**ASSIGNMENT**:
Whenever a line below includes the string "canopy", show it.

Stored data

========================

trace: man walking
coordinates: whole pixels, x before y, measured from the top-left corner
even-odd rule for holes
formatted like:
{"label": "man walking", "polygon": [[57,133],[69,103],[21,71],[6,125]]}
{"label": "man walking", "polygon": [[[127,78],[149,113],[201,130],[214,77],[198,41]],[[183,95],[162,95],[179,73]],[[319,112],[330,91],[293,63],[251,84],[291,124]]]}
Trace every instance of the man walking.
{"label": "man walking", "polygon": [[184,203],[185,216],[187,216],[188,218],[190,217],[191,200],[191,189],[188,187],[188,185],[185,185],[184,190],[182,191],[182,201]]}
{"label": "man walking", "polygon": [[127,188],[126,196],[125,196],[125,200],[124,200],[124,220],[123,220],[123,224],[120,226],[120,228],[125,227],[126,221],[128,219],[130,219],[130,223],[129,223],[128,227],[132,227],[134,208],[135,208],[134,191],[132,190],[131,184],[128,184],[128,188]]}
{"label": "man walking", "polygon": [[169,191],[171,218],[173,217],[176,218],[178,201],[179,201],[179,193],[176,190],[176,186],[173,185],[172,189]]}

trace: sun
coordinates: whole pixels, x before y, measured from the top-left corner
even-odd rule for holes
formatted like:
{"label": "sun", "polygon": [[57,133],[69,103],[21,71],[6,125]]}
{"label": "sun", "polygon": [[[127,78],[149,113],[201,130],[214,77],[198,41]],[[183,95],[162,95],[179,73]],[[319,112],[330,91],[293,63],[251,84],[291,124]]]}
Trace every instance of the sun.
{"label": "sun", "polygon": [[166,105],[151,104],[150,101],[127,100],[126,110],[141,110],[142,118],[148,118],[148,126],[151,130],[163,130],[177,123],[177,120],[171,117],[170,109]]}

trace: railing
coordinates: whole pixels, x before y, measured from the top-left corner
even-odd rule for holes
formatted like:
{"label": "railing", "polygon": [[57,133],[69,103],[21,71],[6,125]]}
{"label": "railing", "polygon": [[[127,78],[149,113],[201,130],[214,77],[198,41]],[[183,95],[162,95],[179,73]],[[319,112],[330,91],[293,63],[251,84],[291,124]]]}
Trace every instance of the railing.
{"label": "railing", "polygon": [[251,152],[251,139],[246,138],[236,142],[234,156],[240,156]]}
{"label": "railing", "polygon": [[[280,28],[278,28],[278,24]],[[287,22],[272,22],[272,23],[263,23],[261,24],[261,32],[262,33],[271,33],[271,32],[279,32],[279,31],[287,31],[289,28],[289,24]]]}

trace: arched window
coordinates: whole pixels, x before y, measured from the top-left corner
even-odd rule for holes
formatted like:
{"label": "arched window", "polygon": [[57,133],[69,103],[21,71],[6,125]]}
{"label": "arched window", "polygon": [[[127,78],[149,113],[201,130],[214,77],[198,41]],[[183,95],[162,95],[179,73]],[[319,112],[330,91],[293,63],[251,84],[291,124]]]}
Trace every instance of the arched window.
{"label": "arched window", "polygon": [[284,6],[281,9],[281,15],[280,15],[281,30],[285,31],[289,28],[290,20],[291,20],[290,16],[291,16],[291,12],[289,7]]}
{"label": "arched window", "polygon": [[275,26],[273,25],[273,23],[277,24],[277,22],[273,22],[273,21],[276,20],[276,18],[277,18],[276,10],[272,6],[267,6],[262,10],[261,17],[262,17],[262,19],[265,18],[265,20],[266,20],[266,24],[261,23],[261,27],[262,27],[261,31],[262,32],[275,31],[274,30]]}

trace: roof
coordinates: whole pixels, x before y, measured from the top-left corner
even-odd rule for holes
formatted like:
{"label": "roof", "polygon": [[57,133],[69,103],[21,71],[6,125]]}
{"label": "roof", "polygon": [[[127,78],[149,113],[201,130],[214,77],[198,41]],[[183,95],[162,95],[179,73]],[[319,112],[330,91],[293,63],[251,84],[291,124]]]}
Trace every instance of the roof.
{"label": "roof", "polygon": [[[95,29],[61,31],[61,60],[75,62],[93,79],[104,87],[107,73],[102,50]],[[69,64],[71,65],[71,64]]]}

========================

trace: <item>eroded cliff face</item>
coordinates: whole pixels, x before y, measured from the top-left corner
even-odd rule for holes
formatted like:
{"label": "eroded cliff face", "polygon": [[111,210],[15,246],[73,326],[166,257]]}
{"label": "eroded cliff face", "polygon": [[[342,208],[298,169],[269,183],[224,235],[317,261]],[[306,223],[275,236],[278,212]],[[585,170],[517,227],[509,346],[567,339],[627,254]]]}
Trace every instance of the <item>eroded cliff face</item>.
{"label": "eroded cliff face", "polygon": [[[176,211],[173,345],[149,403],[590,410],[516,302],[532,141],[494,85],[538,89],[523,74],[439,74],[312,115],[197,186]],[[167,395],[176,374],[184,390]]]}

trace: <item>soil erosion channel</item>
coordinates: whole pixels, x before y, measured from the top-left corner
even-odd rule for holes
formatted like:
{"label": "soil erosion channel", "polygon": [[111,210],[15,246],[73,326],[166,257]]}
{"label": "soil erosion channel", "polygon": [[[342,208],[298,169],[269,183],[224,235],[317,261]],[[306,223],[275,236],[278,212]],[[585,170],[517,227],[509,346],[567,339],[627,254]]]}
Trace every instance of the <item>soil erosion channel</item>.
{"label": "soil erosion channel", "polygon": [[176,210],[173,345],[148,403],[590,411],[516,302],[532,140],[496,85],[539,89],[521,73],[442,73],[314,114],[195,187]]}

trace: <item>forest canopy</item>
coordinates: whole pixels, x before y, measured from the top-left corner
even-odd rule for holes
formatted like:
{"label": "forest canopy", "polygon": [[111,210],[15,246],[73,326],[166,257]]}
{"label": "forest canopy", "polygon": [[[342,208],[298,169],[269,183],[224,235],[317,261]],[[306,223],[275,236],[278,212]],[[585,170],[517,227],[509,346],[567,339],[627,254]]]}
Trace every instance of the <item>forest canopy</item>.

========================

**RESULT OF THIS TASK**:
trace: <item>forest canopy</item>
{"label": "forest canopy", "polygon": [[111,210],[15,246],[73,326],[166,257]]}
{"label": "forest canopy", "polygon": [[[342,208],[298,169],[269,183],[224,235],[317,261]],[[306,223],[275,236],[278,212]],[[585,170],[517,227],[509,346],[567,339],[627,254]]]}
Trace every instance of the <item>forest canopy</item>.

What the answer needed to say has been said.